=== Document ===
[BEGIN]

Evidence rules and criteria per GOV.UK — Global Talent (Digital Technology), verified 5 July 2026. Since 4 August 2025 there is a single GOV.UK Stage 1 endorsement form; Tech Nation remains the endorsing body.
Can a cybersecurity professional get the Global Talent Visa?
Yes. Cybersecurity is core digital-technology work, and the endorsement does not turn on your job title — it turns on whether you can evidence the mandatory criterion plus at least two of the four optional criteria. Vulnerability researchers, penetration testers, red-teamers, detection and response engineers, threat-intelligence analysts, cryptography and application-security specialists, and security engineering leaders all sit inside the route. The practical question is never "does security count?" — it is "can you attribute your individual technical impact in a way an assessor can verify independently?" For a cybersecurity professional that is both the opportunity and the trap, because the strongest artefacts in this field are public, dated and externally credited, while much day-to-day security work is confidential and delivered as a team.
What counts as evidence for a cybersecurity professional?
Below is a criterion-by-criterion matrix. For each, the artefact types a cybersecurity professional actually holds, an anonymised worked example of a strong item, and the common failure mode that gets that item discounted. Nothing here is a keyword swap from a generic role — a credited CVE and a coordinated-disclosure timeline are true for a security researcher and for almost no other applicant.

[END]

=== Extracted material ===
[BEGIN]

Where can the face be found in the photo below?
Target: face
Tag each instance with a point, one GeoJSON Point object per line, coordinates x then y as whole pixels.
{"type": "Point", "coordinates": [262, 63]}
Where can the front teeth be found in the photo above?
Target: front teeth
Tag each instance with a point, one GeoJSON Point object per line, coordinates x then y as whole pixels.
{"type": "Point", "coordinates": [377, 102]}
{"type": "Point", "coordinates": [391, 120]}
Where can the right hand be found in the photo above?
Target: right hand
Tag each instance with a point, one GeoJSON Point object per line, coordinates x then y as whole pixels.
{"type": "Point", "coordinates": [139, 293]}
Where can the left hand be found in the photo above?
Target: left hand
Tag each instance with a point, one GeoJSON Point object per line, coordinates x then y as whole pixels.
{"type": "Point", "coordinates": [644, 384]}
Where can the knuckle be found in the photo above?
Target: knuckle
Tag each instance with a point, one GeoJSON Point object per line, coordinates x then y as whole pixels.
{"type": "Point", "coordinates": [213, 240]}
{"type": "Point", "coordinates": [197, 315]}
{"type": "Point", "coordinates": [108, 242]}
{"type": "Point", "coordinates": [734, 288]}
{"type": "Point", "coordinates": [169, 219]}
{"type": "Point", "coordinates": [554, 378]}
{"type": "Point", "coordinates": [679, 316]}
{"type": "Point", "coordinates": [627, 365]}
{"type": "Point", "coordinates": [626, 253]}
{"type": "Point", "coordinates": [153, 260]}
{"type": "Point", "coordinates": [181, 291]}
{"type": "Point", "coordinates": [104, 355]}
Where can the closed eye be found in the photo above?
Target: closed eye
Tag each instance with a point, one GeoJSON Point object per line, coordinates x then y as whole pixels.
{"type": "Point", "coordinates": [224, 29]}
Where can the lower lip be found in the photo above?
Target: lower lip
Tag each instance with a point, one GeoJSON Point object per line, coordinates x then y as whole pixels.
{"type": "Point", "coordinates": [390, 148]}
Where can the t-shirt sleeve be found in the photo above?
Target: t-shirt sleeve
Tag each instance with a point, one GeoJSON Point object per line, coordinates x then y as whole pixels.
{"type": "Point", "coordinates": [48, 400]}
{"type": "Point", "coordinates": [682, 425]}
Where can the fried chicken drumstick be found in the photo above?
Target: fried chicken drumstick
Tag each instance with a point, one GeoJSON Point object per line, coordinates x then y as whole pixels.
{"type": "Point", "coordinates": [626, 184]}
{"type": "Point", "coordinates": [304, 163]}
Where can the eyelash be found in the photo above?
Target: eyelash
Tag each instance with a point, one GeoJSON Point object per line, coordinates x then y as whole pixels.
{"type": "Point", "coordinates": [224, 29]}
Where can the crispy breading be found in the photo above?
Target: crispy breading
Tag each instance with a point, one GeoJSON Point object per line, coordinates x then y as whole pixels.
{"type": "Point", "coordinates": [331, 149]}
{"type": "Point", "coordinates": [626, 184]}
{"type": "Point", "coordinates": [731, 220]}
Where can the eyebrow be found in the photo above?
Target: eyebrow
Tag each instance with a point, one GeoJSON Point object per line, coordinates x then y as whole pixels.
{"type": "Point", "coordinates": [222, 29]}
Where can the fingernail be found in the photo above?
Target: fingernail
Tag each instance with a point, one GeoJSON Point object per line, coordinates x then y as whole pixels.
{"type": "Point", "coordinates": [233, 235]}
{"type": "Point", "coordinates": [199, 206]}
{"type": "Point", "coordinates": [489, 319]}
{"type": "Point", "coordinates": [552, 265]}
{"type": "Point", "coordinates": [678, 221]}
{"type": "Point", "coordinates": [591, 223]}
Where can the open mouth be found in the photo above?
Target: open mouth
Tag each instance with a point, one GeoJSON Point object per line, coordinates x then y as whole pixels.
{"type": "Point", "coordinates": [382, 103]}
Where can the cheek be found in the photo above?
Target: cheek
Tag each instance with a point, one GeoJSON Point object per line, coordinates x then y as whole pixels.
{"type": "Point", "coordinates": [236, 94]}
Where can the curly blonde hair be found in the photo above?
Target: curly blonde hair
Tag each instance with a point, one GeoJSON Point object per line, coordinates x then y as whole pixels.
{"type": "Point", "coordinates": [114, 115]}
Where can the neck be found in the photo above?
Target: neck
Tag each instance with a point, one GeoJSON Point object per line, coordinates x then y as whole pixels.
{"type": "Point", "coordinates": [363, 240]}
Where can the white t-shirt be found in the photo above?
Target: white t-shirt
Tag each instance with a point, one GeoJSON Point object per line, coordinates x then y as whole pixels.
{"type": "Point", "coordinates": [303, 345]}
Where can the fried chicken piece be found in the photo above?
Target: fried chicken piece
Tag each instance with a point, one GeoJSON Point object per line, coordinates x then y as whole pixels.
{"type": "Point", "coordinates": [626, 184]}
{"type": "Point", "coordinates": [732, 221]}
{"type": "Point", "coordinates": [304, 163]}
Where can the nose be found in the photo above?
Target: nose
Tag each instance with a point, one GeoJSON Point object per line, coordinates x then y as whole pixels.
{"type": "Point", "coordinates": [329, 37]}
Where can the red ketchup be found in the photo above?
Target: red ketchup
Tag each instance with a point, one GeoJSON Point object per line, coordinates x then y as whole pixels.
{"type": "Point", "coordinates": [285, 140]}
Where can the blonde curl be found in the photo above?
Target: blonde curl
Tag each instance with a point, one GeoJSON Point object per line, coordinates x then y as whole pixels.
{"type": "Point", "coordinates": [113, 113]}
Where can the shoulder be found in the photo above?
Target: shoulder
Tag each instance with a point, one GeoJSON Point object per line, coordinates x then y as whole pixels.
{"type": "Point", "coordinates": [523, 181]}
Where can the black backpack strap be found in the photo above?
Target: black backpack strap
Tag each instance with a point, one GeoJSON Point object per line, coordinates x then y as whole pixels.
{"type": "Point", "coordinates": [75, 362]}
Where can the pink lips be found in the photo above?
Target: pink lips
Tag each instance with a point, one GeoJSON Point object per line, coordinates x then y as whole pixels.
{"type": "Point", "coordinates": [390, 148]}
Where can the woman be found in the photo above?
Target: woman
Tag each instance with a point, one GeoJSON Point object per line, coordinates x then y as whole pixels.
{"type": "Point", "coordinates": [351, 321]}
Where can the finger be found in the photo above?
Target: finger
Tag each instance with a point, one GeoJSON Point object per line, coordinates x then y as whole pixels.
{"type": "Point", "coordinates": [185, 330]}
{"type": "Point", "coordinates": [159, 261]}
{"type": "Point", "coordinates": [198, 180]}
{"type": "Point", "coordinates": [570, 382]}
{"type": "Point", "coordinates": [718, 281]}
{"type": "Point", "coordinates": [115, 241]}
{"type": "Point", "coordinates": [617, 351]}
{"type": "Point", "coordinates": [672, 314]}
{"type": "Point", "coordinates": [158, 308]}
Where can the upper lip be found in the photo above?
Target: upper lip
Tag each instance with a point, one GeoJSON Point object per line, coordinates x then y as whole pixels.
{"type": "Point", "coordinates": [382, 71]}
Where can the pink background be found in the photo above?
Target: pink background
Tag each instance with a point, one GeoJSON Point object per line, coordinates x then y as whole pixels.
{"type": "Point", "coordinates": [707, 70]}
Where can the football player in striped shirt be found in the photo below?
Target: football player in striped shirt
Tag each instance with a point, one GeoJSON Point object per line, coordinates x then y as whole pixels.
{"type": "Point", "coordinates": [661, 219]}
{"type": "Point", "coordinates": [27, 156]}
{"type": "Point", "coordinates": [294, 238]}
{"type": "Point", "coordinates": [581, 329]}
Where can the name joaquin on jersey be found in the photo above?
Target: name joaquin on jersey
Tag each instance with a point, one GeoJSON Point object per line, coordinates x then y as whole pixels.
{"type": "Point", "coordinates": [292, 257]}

[END]

=== Request ===
Reproduce the portion of the Global Talent Visa text starting at "What counts as" and ending at "no other applicant.".

=== The solution ===
What counts as evidence for a cybersecurity professional?
Below is a criterion-by-criterion matrix. For each, the artefact types a cybersecurity professional actually holds, an anonymised worked example of a strong item, and the common failure mode that gets that item discounted. Nothing here is a keyword swap from a generic role — a credited CVE and a coordinated-disclosure timeline are true for a security researcher and for almost no other applicant.